THE REQUEST
Carry on with the text about the Detelinara neighborhood of Novi Sad, picking up after its last sentence.

Detelinara (, from Serbian detelina - clover, hence Detelinara = Field of Clovers) is an urban neighborhood of the city of Novi Sad, Serbia.

Borders

The south-eastern borders of Detelinara are Ulica Branka Bajića (Branko Bajić Street) and Ulica Braće Popović (Braće Popović Street), the north-eastern border is Rumenačka ulica (Rumenačka Street), the northern border is Ulica Oblačića Rada (Oblačića Rada Street), and the western border is Bulevar Evrope (Boulevard of Europe), built in the last quarter of 2009.

Neighbouring city quarters
The neighbouring city quarters are: Novo Naselje and Jugovićevo in the west, Avijatičarsko Naselje in the north, Sajmište in the south-east, and Banatić and Industrijska Zona Jug in the north-east.

[Point labeling dataset excerpts]
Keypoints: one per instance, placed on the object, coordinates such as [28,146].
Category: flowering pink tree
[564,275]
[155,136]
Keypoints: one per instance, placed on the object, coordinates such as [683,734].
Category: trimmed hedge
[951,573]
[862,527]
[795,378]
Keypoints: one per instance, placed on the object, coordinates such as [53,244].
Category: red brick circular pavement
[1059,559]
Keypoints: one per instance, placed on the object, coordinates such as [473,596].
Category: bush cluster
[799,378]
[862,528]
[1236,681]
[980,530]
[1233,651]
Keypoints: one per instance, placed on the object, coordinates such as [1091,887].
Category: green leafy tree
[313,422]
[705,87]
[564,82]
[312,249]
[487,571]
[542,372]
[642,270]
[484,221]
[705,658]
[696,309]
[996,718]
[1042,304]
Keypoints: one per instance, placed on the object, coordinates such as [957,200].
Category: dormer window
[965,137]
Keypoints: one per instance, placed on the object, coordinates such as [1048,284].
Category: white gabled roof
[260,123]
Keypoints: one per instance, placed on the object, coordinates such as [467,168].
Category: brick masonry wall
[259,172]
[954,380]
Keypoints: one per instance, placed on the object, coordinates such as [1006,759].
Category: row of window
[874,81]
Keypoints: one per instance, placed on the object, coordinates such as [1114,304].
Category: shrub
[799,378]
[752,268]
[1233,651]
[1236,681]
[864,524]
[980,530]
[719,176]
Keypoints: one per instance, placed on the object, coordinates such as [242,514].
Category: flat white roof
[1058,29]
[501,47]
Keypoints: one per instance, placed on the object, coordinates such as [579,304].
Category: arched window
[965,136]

ANSWER BELOW
Parts of Detelinara
Detelinara is divided into Stara Detelinara (Old Detelinara) and Nova Detelinara (New Detelinara). The border between these two parts of the settlement is Ulica Kornelija Stankovića (Kornelije Stanković Street). Old Detelinara is located on the southern side of this Street, while New Detelinara is located on the northern side. But due to rapid construction of new apartment buildings on the southern side in practice, southern side is called New and northern Old.

Sports
The FK Novi Sad stadium holds 6.000 people.

History
Between 1980 and 1989, Detelinara was one of the seven municipalities of Novi Sad City. The municipality included the city quarters of Detelinara, Sajmište, Banatić, Avijatičarsko Naselje, Jugovićevo, Industrijska Zona Jug, Industrijska Zona Sever, Gornje Livade and Rimski Šančevi, and the villages of Rumenka, Kisač, and Stepanovićevo.

During bombing of Novi Sad in 1999, NATO bombs devastated civilian residential buildings and a school in Detelinara.

Gallery

See also
 Neighborhoods of Novi Sad

References

 Jovan Mirosavljević, Brevijar ulica Novog Sada 1745-2001, Novi Sad, 2002.
 Milorad Grujić, Vodič kroz Novi Sad i okolinu, Novi Sad, 2004.

External links

 Nova Detelinara (in Serbian)
 U šetnji Detelinarom (in Serbian)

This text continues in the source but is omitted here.